__Stated problem__
Write out the records again, swapping "upholstered dining chair" for "cushioned dining chair" wherever it occurs and changing nothing else.
* start Given records *
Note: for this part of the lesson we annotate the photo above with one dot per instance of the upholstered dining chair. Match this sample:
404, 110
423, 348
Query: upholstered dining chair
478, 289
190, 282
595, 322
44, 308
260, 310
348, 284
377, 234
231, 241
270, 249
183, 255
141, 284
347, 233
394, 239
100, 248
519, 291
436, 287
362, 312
* end Given records *
__The output__
Note: for this part of the lesson we annotate the photo above with one dot per instance of the cushioned dining chair. Match this sample:
404, 110
423, 348
Query: cushioned dining chair
478, 289
190, 282
595, 322
44, 308
260, 310
348, 284
377, 234
231, 241
270, 249
183, 255
141, 284
347, 233
394, 239
100, 248
519, 291
436, 287
362, 312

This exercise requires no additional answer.